▶ **TASK PROMPT**: Please pull out every line of the rows below that contains the word "leather", matching case exactly.

Region labeling rows
####
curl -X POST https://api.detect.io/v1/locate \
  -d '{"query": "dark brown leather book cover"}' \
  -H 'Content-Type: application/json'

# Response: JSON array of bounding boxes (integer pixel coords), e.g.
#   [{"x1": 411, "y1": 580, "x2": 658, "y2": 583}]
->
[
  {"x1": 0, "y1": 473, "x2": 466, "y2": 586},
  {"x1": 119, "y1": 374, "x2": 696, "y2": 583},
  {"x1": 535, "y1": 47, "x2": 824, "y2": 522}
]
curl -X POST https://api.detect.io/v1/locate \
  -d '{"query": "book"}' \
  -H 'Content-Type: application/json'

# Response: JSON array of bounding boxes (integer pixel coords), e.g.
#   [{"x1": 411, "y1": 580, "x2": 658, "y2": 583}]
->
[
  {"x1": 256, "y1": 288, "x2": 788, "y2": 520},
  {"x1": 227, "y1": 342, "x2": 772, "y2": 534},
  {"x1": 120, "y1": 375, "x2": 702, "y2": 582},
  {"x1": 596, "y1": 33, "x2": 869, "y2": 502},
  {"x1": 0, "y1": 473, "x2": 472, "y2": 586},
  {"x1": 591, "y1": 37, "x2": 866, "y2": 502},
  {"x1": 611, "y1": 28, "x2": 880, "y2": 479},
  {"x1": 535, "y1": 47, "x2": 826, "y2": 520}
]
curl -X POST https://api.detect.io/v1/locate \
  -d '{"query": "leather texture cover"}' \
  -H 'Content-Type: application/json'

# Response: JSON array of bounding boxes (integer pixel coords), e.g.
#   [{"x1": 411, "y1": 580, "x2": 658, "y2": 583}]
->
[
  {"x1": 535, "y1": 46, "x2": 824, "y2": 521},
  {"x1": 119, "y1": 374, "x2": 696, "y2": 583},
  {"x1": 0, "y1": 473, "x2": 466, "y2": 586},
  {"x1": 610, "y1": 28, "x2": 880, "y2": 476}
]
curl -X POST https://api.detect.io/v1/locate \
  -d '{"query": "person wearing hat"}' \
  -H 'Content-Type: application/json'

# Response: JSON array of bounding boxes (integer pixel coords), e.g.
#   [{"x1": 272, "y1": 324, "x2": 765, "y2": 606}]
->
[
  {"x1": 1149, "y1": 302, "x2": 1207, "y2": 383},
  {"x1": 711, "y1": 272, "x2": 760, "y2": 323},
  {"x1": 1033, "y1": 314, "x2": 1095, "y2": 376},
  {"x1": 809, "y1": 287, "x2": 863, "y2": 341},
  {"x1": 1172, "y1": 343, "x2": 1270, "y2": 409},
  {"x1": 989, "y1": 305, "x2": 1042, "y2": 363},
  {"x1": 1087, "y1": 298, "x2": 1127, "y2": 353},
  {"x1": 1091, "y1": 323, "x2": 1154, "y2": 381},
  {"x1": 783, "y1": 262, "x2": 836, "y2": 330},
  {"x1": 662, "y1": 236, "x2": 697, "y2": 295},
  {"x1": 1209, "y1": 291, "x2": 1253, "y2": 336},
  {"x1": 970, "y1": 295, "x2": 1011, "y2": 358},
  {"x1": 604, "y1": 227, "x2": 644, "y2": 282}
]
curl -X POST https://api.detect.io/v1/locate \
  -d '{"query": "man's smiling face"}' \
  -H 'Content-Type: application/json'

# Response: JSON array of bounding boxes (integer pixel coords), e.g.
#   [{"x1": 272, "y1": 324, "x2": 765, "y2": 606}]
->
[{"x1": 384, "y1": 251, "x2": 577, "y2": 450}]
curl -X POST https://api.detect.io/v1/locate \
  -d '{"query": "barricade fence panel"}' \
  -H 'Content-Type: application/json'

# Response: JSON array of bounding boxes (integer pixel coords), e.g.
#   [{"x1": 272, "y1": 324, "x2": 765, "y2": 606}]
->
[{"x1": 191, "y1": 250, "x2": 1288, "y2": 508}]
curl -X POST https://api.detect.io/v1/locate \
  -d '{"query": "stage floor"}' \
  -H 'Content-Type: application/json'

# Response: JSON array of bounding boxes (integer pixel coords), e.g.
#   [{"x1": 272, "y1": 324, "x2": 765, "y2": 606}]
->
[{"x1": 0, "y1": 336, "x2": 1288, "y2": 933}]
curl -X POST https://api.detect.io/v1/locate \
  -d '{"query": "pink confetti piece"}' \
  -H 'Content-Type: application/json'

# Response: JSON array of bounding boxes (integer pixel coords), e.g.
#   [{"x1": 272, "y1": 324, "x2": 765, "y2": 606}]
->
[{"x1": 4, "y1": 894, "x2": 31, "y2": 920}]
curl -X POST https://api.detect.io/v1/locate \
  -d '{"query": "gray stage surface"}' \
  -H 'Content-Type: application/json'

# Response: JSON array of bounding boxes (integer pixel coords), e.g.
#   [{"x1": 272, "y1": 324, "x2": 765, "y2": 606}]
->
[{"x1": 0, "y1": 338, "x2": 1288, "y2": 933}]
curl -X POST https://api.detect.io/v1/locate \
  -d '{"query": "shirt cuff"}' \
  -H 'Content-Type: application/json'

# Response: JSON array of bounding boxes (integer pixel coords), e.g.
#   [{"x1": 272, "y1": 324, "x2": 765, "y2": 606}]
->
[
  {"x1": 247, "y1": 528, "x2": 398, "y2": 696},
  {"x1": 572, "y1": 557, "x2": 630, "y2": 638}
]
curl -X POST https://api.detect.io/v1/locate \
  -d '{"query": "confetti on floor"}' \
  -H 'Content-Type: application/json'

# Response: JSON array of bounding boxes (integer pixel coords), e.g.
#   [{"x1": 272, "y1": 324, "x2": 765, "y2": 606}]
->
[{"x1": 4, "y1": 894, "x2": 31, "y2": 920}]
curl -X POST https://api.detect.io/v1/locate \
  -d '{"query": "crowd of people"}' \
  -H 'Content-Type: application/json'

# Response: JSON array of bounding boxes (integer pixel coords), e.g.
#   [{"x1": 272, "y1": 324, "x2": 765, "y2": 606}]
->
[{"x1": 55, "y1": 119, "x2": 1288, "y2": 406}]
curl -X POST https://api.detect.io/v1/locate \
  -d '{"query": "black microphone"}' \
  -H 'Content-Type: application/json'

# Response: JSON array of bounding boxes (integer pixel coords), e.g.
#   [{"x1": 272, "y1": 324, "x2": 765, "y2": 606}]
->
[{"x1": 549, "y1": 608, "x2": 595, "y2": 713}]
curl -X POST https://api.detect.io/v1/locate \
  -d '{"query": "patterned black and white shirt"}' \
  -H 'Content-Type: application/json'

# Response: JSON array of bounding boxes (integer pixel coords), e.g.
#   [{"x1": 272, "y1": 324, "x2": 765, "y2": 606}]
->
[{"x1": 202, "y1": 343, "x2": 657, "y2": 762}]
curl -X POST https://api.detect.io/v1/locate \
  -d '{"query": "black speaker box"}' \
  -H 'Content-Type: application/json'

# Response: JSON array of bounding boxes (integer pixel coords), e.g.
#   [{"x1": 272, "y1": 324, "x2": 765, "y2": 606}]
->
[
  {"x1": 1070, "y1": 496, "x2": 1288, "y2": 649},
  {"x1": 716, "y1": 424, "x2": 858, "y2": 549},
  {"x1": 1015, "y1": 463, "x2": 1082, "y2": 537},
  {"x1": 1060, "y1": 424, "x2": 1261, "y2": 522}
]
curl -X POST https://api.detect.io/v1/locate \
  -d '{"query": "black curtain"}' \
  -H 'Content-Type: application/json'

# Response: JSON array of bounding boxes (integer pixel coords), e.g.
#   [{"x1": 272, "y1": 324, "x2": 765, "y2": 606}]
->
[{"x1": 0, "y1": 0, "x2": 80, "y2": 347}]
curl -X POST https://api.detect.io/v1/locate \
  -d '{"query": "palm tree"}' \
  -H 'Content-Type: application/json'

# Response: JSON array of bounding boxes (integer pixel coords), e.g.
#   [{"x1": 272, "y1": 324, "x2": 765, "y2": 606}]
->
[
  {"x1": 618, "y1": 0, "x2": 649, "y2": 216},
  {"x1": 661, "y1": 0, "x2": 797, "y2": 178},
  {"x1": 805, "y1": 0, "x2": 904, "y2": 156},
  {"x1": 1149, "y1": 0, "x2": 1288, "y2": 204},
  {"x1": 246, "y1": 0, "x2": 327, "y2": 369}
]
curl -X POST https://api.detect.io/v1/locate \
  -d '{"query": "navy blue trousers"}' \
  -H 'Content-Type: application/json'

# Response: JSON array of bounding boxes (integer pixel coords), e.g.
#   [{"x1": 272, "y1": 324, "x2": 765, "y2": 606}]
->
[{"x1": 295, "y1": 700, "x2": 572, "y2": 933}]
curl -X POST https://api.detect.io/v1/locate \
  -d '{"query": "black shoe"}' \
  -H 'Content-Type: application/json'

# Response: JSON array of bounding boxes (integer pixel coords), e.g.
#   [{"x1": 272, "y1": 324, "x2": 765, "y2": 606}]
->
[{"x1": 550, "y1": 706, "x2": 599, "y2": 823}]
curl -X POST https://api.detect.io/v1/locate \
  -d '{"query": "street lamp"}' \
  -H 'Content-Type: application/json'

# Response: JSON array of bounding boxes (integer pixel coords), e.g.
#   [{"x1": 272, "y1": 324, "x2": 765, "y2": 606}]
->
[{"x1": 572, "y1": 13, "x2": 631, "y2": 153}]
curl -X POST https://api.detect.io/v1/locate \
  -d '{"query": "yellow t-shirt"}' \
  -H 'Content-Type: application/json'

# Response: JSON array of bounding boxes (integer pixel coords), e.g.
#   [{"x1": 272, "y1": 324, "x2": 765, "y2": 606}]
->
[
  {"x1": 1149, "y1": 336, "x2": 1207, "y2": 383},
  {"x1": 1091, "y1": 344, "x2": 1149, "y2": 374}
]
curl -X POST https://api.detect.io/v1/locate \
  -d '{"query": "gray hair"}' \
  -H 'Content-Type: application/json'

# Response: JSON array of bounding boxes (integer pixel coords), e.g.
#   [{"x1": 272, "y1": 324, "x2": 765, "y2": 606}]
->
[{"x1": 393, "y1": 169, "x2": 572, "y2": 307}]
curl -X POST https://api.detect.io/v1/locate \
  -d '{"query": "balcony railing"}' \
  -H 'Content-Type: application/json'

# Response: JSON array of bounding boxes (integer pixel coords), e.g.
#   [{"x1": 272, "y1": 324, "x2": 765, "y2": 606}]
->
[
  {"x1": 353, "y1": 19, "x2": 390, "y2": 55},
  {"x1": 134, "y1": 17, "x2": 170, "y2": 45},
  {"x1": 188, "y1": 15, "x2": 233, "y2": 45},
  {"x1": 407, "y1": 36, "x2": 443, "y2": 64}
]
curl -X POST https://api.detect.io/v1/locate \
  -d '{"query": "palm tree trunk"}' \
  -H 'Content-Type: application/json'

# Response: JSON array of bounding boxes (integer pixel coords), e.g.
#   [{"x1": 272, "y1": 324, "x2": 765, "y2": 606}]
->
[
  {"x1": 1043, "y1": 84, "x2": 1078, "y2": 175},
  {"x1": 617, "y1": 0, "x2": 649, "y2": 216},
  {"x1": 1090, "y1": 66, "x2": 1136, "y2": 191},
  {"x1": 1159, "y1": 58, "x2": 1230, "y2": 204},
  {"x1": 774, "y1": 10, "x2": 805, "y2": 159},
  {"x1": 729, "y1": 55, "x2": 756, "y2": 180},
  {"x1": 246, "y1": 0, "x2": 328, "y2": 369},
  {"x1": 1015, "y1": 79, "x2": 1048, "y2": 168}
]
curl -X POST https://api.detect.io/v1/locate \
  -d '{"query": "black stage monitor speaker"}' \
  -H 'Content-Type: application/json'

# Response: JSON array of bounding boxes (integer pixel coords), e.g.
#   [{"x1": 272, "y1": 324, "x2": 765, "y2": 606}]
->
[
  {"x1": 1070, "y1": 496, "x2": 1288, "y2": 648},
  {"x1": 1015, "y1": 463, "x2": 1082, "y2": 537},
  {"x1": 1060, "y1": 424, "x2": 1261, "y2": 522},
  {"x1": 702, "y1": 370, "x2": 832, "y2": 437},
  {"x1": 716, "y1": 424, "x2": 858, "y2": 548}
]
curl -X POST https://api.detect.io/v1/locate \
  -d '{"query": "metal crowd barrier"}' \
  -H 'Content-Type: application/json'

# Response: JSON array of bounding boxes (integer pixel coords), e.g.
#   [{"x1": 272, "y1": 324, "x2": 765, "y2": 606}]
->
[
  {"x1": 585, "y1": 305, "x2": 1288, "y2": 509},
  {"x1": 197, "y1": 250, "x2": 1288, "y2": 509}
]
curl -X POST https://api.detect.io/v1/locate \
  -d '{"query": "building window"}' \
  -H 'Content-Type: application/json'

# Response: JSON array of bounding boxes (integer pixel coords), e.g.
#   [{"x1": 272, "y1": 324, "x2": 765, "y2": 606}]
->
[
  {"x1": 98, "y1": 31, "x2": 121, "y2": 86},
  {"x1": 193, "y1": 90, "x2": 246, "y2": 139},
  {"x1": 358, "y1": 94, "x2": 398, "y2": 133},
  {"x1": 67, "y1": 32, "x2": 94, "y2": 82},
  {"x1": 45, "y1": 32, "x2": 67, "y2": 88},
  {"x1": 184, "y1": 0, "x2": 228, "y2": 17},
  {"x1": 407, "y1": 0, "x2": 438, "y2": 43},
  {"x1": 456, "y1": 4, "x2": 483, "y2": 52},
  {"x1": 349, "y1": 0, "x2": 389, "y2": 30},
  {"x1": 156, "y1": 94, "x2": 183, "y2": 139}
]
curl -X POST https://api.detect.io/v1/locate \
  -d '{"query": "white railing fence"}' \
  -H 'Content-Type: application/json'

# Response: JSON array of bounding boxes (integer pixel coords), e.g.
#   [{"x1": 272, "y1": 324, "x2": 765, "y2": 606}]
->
####
▶ **RESPONSE TO THE EXERCISE**:
  -d '{"query": "dark brown leather book cover"}' \
  -d '{"query": "leather texture cover"}' \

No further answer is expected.